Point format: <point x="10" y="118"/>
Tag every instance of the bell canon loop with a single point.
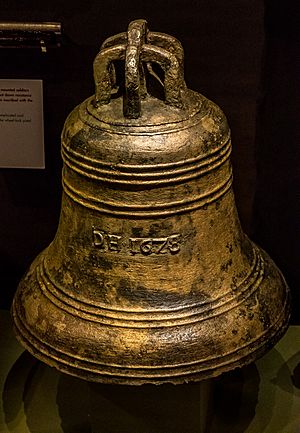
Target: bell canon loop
<point x="150" y="278"/>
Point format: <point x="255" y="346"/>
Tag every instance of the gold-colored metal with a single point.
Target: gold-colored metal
<point x="150" y="278"/>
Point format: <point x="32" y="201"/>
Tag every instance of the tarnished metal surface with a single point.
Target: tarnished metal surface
<point x="150" y="278"/>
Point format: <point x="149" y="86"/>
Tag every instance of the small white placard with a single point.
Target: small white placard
<point x="21" y="124"/>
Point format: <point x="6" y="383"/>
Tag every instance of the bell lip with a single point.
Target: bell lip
<point x="74" y="368"/>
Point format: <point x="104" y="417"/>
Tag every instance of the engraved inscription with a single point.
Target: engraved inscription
<point x="106" y="241"/>
<point x="143" y="245"/>
<point x="147" y="246"/>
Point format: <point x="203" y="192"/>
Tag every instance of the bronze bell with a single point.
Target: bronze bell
<point x="150" y="278"/>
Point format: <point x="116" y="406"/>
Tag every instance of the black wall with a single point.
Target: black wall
<point x="224" y="48"/>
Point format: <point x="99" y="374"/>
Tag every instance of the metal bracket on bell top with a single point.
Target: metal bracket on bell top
<point x="136" y="46"/>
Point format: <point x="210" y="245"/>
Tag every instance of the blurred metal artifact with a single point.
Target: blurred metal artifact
<point x="150" y="278"/>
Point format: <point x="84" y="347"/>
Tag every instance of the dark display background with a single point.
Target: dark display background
<point x="242" y="54"/>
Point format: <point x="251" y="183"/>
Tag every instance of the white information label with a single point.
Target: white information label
<point x="21" y="124"/>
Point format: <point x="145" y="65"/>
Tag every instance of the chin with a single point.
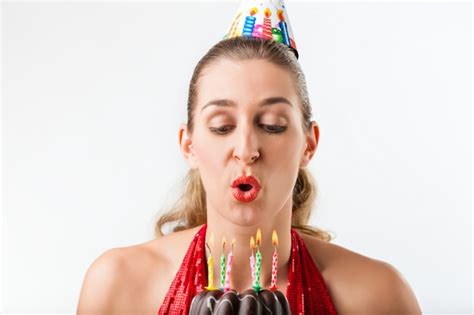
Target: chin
<point x="246" y="216"/>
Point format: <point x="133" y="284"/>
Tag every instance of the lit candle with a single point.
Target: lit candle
<point x="252" y="259"/>
<point x="249" y="22"/>
<point x="274" y="262"/>
<point x="229" y="267"/>
<point x="210" y="266"/>
<point x="283" y="27"/>
<point x="223" y="263"/>
<point x="267" y="24"/>
<point x="258" y="262"/>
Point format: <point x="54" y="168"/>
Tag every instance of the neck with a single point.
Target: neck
<point x="241" y="273"/>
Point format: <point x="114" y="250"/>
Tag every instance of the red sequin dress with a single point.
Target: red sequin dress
<point x="306" y="291"/>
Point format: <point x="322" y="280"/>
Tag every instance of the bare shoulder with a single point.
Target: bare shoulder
<point x="133" y="279"/>
<point x="359" y="284"/>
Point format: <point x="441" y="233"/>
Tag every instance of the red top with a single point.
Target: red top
<point x="306" y="291"/>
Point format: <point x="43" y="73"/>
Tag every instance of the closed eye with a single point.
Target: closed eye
<point x="267" y="128"/>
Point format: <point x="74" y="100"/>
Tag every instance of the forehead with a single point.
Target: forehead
<point x="247" y="81"/>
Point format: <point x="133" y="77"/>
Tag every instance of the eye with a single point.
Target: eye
<point x="273" y="128"/>
<point x="221" y="130"/>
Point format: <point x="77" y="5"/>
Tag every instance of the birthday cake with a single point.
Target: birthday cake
<point x="217" y="302"/>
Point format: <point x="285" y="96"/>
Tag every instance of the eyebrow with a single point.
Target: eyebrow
<point x="265" y="102"/>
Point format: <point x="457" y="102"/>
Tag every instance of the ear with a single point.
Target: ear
<point x="312" y="140"/>
<point x="186" y="146"/>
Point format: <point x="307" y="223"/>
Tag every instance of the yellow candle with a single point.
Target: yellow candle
<point x="210" y="272"/>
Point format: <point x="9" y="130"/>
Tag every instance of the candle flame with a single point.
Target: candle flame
<point x="267" y="12"/>
<point x="274" y="238"/>
<point x="258" y="239"/>
<point x="281" y="17"/>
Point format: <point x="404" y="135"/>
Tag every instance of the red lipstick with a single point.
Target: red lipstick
<point x="245" y="188"/>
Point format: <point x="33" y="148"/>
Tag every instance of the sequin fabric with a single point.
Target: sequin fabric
<point x="306" y="291"/>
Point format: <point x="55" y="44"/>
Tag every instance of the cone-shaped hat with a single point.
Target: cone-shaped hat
<point x="264" y="19"/>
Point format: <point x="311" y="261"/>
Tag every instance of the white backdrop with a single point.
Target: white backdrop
<point x="93" y="95"/>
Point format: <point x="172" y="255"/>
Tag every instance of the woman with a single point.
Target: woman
<point x="248" y="139"/>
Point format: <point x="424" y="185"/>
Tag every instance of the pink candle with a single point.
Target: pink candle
<point x="273" y="286"/>
<point x="252" y="259"/>
<point x="228" y="269"/>
<point x="267" y="24"/>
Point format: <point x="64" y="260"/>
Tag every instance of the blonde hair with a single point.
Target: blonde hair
<point x="190" y="209"/>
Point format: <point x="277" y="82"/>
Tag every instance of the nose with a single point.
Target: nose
<point x="246" y="150"/>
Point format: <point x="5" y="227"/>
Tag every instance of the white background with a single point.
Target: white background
<point x="93" y="94"/>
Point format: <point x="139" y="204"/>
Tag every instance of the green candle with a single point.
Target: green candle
<point x="223" y="265"/>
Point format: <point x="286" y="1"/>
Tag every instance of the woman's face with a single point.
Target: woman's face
<point x="248" y="121"/>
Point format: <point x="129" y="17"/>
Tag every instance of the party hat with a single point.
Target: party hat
<point x="263" y="19"/>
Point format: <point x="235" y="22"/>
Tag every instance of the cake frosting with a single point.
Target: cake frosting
<point x="217" y="302"/>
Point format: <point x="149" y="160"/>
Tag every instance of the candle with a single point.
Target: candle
<point x="210" y="266"/>
<point x="223" y="263"/>
<point x="283" y="27"/>
<point x="274" y="262"/>
<point x="267" y="25"/>
<point x="252" y="259"/>
<point x="229" y="267"/>
<point x="249" y="22"/>
<point x="258" y="262"/>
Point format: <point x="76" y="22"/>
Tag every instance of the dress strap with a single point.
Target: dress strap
<point x="190" y="279"/>
<point x="306" y="291"/>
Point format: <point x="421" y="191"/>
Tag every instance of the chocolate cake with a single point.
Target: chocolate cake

→ WHAT THIS TASK INVOLVES
Please tally every line of the entries that holds "chocolate" and answer with that figure alone.

→ RESPONSE
2